[PASSAGE start]

I fell off the second-place podium

at the Oxfordshire All-Girls
Under-14 Badminton Tournament,

and I hit my arm on a plate
of cucumber sandwiches.

-I'm sorry that happened to you.
-[George] Thanks.

I just can't believe I got second place.

Yeah.

Where'd you get this?

In jail.

Do you still feel like an addict?

Nope.

Can you just get in?

No! Mae! Oh my God!

Oh no! [laughing]

My cousin Dina's only known this guy
for three years.

Don't you think it's mad
they're getting married?

-Oh, God.
-Mae.

Mae, you need to relax.
I'm only gonna be gone for 36 hours.

So, just let me come
as your plus-one. Please.

'Cause I love weddings. I'll buy some
shiny red shoes for the occasion.

I'm not allowed a plus-one. Nobody is.

[PASSAGE end]

- REQUESTS:
**A)** Answer these questions using the dialogue transcript.
(i) What place did the speaker get at the Oxfordshire All-Girls Under-14 Badminton Tournament?
(ii) How long has the speaker's cousin Dina known the man she is marrying?
(iii) For how many hours does the speaker say they will be gone?
**B)** Resume the dialogue transcript about the wedding plus-one, carrying on after its final line.

[SUPPLIED MATERIAL start]

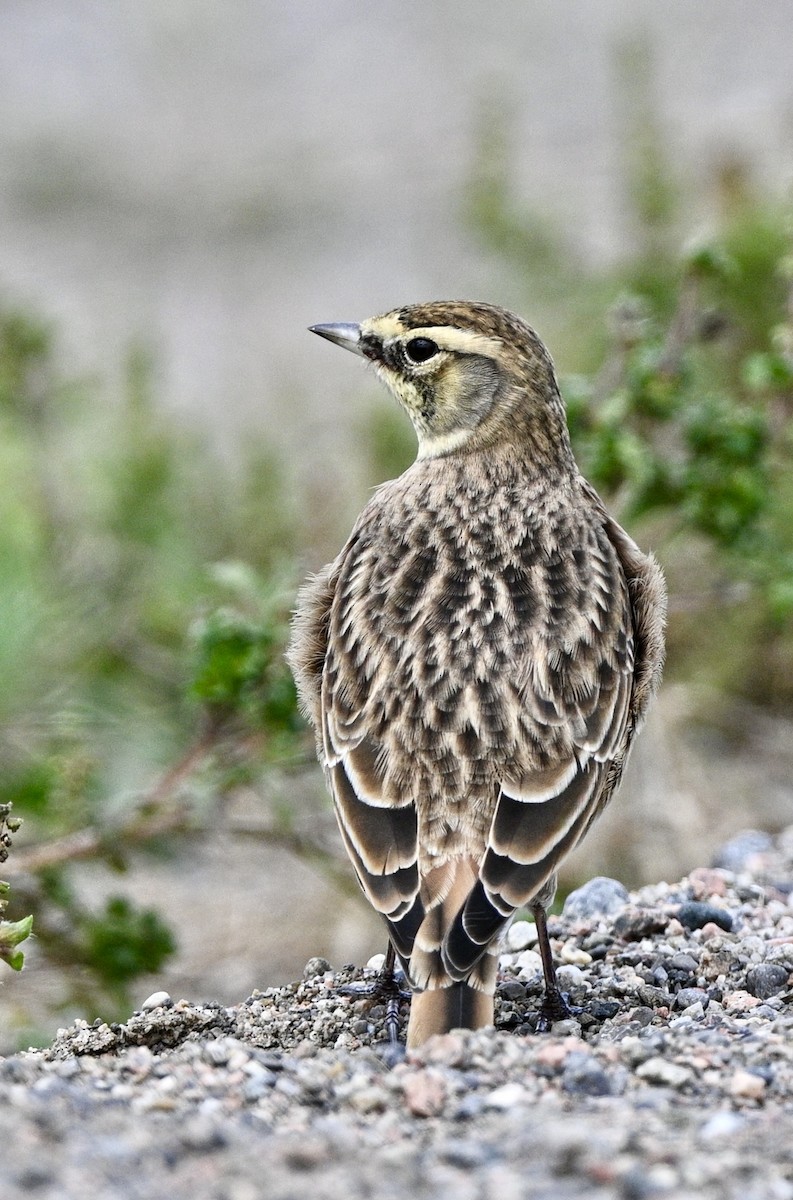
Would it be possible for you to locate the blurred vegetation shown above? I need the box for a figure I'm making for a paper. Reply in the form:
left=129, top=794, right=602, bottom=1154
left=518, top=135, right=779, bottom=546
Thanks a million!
left=0, top=47, right=793, bottom=1032
left=0, top=310, right=302, bottom=1015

[SUPPLIED MATERIAL end]

- RESPONSES TO THE EXERCISE:
**A)**
(i) Second place
(ii) Three years
(iii) 36 hours

**B)**
It's a tiny wedding.

The church is a thimble.
The priest is an ant.

What if you cry at the wedding
and nobody hugs you?

Are you kidding? I never cry at weddings.

I think the whole thing's bizarre.
It's so archaic. I hate the rings!

The rings piss you off?

And the symbolism of becoming one person

like you were half a person
to begin with, it's--

It's just ridiculous.

If by ridiculous, you mean
the transcendent experience

of putting somebody else's needs
above your own,

therefore destroying your own ego

and connecting to your sense
of universal--

-Wanna finger me in the changing rooms?
-Yes.

So, who's even gonna be
at this wedding, even?

Just some random people.

When am I gonna meet
these random people?

Do you have to meet them?

I mean, they're just sh*t people
I went to school with.

I love sh*t people. Those are my people.

Look, I haven't even had a chance
to tell them that I'm seeing anyone.

I literally never see them.

Okay? I'll tell them this weekend.
Oh, f*ck.

I'm so late. Okay, I have to go.

I'll see you on Sunday.

It will be nice to be alone
with my thoughts.

Hey, can you keep an eye on Mae
while I'm gone?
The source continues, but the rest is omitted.